▶ What to produce
Copy all of the material word for word, except for the pictures.

— begin Extracted material —

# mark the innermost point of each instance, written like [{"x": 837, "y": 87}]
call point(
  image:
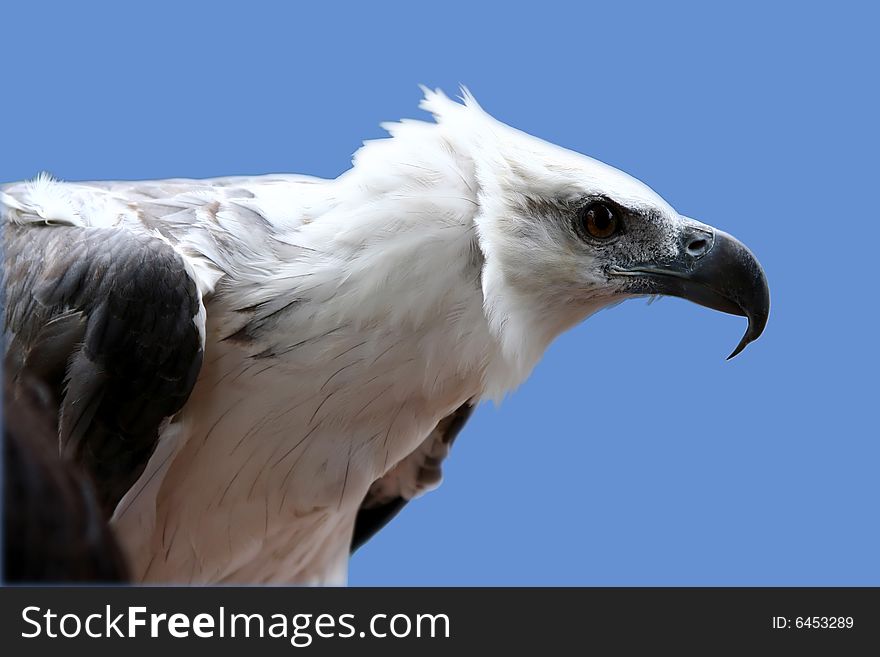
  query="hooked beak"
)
[{"x": 713, "y": 269}]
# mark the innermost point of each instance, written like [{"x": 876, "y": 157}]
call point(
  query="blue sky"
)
[{"x": 634, "y": 455}]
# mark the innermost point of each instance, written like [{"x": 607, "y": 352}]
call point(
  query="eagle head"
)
[{"x": 564, "y": 235}]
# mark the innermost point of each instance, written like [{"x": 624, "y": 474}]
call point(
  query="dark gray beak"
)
[{"x": 713, "y": 269}]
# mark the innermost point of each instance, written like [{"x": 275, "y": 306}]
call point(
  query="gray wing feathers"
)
[{"x": 105, "y": 318}]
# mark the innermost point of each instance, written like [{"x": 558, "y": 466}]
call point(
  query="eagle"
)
[{"x": 257, "y": 373}]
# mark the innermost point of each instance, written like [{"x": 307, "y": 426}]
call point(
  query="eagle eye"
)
[{"x": 599, "y": 220}]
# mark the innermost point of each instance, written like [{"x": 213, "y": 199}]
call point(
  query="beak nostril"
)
[{"x": 697, "y": 247}]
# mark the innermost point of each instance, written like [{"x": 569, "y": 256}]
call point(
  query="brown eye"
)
[{"x": 599, "y": 220}]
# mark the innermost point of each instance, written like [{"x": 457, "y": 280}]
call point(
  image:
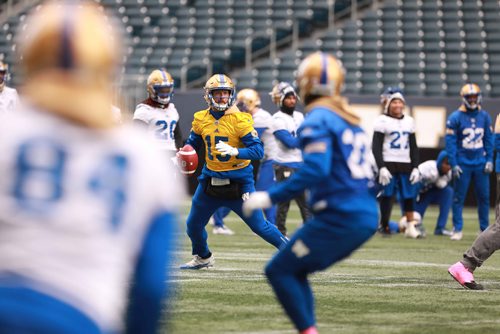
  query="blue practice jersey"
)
[
  {"x": 338, "y": 167},
  {"x": 469, "y": 138}
]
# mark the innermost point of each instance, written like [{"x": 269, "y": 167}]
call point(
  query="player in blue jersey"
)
[
  {"x": 88, "y": 209},
  {"x": 487, "y": 242},
  {"x": 469, "y": 143},
  {"x": 288, "y": 157},
  {"x": 338, "y": 172},
  {"x": 226, "y": 180},
  {"x": 434, "y": 188}
]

— end Extracted material —

▶ Reply to the exercise
# mark the innermost point of each instance, written like [{"x": 837, "y": 87}]
call point(
  image:
  query="hooked beak"
)
[{"x": 713, "y": 269}]
# mark the innermost point of each instance, written like [{"x": 876, "y": 157}]
call point(
  query="blue sky"
)
[{"x": 634, "y": 455}]
# mark the innermost point of each instance, written like [{"x": 607, "y": 352}]
call point(
  query="eagle head"
)
[{"x": 564, "y": 235}]
# mark the innermost point of each instance, written like [{"x": 624, "y": 474}]
call point(
  query="dark gray beak"
)
[{"x": 713, "y": 269}]
# mark the innermost point of each instance, written like [{"x": 275, "y": 306}]
call point(
  query="gray wing feathers"
)
[{"x": 105, "y": 318}]
# mark the innermost point of each instance, written like [{"x": 558, "y": 466}]
call point(
  query="eagle"
)
[{"x": 257, "y": 373}]
# mark the innermost point of each instance, written like [{"x": 307, "y": 426}]
call point(
  query="eagle eye"
)
[{"x": 599, "y": 220}]
# mark the innermost point of each instance, written like [{"x": 213, "y": 199}]
call point(
  query="beak nostril"
)
[{"x": 697, "y": 247}]
# mark the innermost point of each instance, written like [{"x": 569, "y": 256}]
call point(
  query="brown eye"
)
[{"x": 599, "y": 220}]
# mark the innermost point of each instance, written like [{"x": 457, "y": 280}]
call point(
  image:
  query="blue practice jersey"
)
[
  {"x": 338, "y": 167},
  {"x": 469, "y": 138}
]
# mark the innermost point of each instance, written like [{"x": 269, "y": 167}]
call point(
  query="player in blue jersey"
)
[
  {"x": 88, "y": 209},
  {"x": 487, "y": 242},
  {"x": 469, "y": 143},
  {"x": 288, "y": 157},
  {"x": 338, "y": 172},
  {"x": 226, "y": 180},
  {"x": 434, "y": 188}
]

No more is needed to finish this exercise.